# What you should do
Please recast the material from the line containing "Expected output, for every instance of the side" through the line containing "(1133, 243)" as a numbered list, leaving out any blank lines and including nothing outside that stretch.

==== Dataset records ====

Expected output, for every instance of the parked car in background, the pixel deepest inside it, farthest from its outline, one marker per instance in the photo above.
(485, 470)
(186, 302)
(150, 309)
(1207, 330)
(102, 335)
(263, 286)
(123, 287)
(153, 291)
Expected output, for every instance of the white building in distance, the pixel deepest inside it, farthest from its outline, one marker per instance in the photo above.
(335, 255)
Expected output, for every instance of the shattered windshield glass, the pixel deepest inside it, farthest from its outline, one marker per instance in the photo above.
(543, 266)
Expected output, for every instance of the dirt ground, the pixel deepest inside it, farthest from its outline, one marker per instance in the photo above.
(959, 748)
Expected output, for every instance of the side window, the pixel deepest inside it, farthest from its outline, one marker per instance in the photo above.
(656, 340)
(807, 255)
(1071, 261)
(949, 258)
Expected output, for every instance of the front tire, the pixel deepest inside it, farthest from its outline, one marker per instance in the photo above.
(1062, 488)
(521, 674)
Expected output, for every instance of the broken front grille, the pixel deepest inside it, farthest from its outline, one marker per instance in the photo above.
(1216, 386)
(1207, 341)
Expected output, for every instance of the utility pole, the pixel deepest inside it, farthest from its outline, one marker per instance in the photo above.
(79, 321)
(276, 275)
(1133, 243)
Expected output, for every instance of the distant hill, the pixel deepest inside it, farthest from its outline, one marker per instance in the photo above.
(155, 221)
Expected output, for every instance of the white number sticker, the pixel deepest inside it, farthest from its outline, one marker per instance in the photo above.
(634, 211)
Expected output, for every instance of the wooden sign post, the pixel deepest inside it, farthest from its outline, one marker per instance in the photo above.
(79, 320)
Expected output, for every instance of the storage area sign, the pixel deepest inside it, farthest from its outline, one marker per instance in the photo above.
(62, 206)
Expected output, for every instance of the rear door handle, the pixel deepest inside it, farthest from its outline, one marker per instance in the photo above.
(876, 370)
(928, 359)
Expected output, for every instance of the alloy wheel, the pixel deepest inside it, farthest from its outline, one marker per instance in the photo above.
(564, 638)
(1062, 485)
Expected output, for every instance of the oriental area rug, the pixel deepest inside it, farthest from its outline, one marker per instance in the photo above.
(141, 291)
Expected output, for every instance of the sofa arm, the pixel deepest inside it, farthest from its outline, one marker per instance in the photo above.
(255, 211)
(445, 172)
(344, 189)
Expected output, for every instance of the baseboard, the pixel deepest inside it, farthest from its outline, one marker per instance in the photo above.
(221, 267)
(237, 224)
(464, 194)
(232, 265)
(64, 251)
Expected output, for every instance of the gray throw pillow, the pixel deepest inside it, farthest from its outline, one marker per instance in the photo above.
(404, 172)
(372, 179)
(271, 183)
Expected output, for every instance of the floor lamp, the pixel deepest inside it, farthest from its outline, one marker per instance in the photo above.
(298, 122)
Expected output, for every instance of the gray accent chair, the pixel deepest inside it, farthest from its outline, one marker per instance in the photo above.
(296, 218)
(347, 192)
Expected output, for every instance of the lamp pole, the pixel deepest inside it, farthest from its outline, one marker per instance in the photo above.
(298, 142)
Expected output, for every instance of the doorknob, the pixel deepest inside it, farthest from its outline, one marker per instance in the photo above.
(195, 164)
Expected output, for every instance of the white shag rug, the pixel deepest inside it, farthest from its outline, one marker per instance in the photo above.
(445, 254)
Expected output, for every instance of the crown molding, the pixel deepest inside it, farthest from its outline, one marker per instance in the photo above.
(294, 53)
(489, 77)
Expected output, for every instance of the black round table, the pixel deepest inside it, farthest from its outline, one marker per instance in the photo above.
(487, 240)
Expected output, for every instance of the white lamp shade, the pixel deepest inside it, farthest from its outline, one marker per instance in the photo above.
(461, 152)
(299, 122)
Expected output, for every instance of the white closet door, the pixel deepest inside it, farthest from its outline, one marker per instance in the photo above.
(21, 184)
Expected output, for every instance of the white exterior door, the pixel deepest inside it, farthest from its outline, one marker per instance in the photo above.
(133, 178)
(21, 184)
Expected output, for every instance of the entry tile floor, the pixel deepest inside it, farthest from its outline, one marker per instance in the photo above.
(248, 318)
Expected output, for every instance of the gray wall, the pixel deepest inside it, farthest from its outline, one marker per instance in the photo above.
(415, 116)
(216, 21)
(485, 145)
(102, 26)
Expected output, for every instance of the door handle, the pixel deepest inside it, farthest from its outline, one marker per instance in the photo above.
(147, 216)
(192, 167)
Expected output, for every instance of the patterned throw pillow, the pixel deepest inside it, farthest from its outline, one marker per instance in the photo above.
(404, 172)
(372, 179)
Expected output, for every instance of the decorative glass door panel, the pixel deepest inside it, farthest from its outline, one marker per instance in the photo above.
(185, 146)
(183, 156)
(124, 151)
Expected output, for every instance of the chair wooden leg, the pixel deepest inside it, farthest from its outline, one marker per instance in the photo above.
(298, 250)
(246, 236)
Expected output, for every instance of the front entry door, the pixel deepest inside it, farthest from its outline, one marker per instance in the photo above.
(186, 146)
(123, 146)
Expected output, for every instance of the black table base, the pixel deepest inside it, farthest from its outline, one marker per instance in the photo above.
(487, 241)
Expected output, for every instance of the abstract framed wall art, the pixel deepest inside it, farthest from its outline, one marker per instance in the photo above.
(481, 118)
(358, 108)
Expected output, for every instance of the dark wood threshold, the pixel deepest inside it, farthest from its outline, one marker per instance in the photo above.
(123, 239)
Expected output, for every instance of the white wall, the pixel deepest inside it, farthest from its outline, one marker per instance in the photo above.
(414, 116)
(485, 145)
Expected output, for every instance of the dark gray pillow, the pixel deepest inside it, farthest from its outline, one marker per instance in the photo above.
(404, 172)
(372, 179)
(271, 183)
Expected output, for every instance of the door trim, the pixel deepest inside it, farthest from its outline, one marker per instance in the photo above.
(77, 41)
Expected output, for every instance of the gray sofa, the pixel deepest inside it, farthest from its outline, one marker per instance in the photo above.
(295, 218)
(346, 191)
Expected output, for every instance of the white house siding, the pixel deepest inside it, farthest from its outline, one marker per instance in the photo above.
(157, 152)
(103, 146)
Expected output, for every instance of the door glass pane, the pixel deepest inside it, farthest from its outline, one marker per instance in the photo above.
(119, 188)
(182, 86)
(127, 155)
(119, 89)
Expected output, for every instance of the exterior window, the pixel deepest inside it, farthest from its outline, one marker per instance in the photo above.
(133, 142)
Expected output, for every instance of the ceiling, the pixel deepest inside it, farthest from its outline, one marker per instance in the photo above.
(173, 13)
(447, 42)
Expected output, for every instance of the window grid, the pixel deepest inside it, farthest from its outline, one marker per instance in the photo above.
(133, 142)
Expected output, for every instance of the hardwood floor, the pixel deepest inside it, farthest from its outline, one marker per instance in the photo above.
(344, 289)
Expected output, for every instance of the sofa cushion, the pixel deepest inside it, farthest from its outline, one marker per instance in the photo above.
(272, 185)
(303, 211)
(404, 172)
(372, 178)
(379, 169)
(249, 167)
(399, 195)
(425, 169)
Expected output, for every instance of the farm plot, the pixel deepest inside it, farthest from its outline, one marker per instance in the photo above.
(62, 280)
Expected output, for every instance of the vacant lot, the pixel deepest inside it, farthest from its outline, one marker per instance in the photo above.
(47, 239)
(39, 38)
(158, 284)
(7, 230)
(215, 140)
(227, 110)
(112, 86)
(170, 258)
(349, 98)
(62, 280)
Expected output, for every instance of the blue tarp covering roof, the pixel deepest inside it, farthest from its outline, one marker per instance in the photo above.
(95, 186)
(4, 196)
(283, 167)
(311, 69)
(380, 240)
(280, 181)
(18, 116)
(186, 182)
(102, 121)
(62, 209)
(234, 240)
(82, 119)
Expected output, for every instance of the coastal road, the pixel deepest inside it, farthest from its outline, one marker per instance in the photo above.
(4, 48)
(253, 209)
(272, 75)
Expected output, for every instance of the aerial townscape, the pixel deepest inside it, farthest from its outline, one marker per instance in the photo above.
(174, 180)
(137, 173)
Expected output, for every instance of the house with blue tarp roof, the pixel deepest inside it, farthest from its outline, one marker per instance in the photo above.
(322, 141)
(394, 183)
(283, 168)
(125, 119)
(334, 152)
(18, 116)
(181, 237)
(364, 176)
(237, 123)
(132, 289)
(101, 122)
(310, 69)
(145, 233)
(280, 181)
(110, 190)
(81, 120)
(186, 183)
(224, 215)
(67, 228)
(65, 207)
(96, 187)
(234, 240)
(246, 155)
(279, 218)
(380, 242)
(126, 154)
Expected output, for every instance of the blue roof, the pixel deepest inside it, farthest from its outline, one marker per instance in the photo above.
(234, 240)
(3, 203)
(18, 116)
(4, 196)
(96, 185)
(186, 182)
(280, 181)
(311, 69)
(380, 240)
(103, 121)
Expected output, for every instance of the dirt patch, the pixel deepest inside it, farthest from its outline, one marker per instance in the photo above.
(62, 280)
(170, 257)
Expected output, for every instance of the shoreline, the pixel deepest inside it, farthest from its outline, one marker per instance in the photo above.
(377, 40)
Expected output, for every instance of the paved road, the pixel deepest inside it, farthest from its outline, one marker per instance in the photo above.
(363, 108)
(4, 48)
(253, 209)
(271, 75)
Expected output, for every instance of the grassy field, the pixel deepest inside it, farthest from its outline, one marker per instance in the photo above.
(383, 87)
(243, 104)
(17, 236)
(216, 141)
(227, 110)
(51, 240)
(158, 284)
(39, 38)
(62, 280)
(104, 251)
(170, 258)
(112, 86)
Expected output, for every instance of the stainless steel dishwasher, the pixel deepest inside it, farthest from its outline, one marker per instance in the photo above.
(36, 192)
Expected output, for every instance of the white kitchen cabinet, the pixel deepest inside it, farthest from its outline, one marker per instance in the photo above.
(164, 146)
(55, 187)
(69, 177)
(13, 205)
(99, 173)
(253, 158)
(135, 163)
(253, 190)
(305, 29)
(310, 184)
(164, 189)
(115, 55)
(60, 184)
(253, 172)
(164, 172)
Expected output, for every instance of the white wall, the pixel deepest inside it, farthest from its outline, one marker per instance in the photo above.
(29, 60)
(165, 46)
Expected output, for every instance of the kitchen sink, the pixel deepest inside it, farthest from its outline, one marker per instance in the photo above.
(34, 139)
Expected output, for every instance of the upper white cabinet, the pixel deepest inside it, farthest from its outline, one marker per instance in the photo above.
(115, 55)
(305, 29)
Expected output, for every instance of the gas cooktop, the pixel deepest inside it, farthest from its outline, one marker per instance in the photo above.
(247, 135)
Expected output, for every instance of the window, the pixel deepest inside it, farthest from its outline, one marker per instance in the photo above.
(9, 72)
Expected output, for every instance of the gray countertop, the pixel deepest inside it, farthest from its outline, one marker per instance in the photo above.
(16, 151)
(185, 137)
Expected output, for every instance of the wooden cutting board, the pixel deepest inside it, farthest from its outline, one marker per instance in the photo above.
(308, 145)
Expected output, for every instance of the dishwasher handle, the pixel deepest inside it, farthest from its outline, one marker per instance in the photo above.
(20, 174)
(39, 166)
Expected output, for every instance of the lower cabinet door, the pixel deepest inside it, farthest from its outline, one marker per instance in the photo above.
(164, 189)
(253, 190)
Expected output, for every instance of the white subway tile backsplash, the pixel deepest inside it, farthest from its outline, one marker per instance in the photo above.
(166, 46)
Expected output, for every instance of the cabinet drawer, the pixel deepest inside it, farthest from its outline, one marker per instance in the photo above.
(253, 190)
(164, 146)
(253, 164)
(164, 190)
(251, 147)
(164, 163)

====

# Result
1. Expected output, for every instance of the side window, the pixel deepest inside it, farthest from its outline, one marker per instance in the photo above.
2. (656, 340)
3. (807, 255)
4. (1071, 261)
5. (949, 258)
6. Expected output, for every instance of the front tire, the pixel deepest inside it, farthest from its outline, one marker per instance in the photo above.
7. (1062, 488)
8. (521, 674)
9. Expected output, for every instance of the broken front grille, the pixel deepest inside it, farthest from its outline, one marker per instance in the photo above.
10. (1216, 386)
11. (1207, 341)
12. Expected output, for every instance of the utility pole, the pixel deepest inside it, farthest from its outline, one marker per instance in the photo above.
13. (79, 321)
14. (276, 275)
15. (1133, 243)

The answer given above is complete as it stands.